Source excerpt:
What's happening across most industries these days is that the consumer is very well informed. They have access to a lot of information through an iPhone. They don't have to go to the sales center, they don't have to go to the bank. They have a good sense for what they're going to qualify for. I think a lot of them just decided to wait it out. Rates have gone up and down a couple of times. There's a lot of volatility in rates for the last few years, and so they decided to wait. Rates came back down going into the new year -- down below that 4.5% level -- which seems to have been a catalyst. At the same time, the builders started to offer more incentives, price discounts or better value packages, and that brought consumers who are on the sidelines or thinking about a purchase into the market. My sense is that value is very important and the consumer is informed. They know what they want. They want smart homes, they want them built efficiently, they want to know what the HERS score is so they know what the utility bill will be every month, and they're demanding a higher level of product and service from the home builders. There are builders that are meeting that demand very well and they're actually seeing less of a slowdown or better sales momentum over the last couple of months than others.

 

Matt Rodak:                   

Gotcha. We entered into the traditionally slower part of home buying season going into the end of the year, combined with a combination of rate increases and less affordability which slowed things down, which makes sense. It may just be a matter of time to get through the seasonality piece and see what happens. We're not in panic mode yet, is that a safe thing to say?

 

Margaret Whelan:       

I don't think we're in panic mode. If you take a step back and look at the big picture, we've been in this for recovery for a decade. On a total, overall level, the number of starts that we're expected to generate this year, it's closer to a trough than a peak. We have no inventory in the system, and if there is inventory building the SFR requirements come in and soak it up. I think they're doing the industry overall a good service because I think they're going to soften the bottom. I don't think there's any reason to panic. The one thing that happened two years ago after the election was that there were a lot of tariffs that led to cost inflation, both lumber and steel, which is pretty significant from a home builder's perspective, and they were trying to pass that along.

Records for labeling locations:
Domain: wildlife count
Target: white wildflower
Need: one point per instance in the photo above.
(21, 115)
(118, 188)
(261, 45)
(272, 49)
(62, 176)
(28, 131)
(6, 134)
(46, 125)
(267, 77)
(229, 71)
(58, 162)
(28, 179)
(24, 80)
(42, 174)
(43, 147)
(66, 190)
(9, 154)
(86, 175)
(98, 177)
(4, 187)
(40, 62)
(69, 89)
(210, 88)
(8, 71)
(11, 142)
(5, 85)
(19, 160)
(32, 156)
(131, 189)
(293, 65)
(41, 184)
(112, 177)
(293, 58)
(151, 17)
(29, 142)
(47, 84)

Stated goal: Quote the interview word for word between "I don't think we're" and "pass that along.", inclusive. The listing isn't needed for this work.

Result below:
I don't think we're in panic mode. If you take a step back and look at the big picture, we've been in this for recovery for a decade. On a total, overall level, the number of starts that we're expected to generate this year, it's closer to a trough than a peak. We have no inventory in the system, and if there is inventory building the SFR requirements come in and soak it up. I think they're doing the industry overall a good service because I think they're going to soften the bottom. I don't think there's any reason to panic. The one thing that happened two years ago after the election was that there were a lot of tariffs that led to cost inflation, both lumber and steel, which is pretty significant from a home builder's perspective, and they were trying to pass that along.